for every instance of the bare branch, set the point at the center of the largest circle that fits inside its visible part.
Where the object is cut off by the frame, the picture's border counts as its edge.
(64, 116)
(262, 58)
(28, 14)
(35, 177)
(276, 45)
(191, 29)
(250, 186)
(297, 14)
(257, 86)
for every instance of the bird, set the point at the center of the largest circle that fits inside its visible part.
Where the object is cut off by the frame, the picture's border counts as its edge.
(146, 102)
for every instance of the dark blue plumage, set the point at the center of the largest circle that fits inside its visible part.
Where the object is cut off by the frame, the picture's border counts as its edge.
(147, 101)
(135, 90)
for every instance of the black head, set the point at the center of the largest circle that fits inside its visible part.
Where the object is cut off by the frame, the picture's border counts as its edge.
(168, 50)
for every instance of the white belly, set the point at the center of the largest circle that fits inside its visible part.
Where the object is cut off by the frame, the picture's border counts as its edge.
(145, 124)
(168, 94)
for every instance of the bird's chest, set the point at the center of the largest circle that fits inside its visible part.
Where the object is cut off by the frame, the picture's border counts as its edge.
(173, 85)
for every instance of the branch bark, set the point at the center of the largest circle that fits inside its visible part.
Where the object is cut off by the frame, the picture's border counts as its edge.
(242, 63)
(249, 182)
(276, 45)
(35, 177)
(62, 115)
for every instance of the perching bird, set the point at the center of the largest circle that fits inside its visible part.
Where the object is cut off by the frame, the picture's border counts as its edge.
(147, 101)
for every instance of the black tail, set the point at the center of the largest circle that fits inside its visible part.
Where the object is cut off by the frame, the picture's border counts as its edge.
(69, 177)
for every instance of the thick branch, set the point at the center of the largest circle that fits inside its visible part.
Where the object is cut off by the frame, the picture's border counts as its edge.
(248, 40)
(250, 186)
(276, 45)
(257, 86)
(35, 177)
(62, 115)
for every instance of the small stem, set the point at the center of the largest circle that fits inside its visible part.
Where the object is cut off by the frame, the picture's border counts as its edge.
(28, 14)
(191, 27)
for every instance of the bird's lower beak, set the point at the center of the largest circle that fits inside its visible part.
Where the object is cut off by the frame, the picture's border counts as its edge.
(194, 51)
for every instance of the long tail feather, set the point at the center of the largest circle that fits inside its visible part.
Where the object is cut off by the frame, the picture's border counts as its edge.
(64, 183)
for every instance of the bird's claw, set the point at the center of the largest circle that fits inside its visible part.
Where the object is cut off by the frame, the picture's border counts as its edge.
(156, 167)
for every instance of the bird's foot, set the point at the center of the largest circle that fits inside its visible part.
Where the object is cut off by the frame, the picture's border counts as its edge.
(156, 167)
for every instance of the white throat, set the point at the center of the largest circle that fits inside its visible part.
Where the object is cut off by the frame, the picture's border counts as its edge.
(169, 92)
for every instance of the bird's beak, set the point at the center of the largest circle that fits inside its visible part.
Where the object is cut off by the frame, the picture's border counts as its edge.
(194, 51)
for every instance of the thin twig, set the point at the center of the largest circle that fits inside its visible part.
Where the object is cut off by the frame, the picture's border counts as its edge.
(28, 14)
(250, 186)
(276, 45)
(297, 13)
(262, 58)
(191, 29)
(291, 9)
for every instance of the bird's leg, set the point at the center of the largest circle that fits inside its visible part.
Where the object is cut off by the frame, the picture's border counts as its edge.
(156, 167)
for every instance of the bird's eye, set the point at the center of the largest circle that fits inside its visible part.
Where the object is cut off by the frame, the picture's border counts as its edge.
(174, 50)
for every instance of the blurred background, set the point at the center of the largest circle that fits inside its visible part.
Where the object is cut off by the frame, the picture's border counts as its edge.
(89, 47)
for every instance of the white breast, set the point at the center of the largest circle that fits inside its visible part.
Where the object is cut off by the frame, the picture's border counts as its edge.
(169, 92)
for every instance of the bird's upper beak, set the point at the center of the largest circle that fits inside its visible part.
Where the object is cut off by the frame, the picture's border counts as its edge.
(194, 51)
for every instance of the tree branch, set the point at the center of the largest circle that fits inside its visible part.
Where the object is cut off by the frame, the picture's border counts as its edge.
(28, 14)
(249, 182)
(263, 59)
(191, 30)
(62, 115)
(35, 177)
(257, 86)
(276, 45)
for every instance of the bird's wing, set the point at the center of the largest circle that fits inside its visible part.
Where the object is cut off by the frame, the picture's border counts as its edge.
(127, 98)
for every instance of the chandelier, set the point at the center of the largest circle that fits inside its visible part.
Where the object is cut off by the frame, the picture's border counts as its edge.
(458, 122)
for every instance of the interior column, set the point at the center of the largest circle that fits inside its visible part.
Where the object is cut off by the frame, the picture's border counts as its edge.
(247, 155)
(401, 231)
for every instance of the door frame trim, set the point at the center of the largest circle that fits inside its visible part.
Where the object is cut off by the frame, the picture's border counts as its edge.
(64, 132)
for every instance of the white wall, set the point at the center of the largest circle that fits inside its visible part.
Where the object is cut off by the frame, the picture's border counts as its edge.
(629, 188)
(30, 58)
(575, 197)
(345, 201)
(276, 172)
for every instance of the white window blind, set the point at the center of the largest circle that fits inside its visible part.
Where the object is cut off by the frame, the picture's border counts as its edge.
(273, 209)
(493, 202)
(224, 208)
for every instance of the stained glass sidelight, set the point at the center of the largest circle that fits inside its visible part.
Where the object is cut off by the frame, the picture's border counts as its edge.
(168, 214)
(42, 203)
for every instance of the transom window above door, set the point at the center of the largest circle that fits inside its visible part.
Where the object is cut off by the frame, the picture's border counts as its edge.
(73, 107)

##########

* [TASK TO CARRY OUT]
Look through the material above for the string "black" and copy each line that has it.

* [WRITTEN SOLUTION]
for every instance of the black head, set the point at the center of the largest circle that fits inside its visible part.
for every instance of the black tail, set the point at the center of the largest circle that fits inside its visible part.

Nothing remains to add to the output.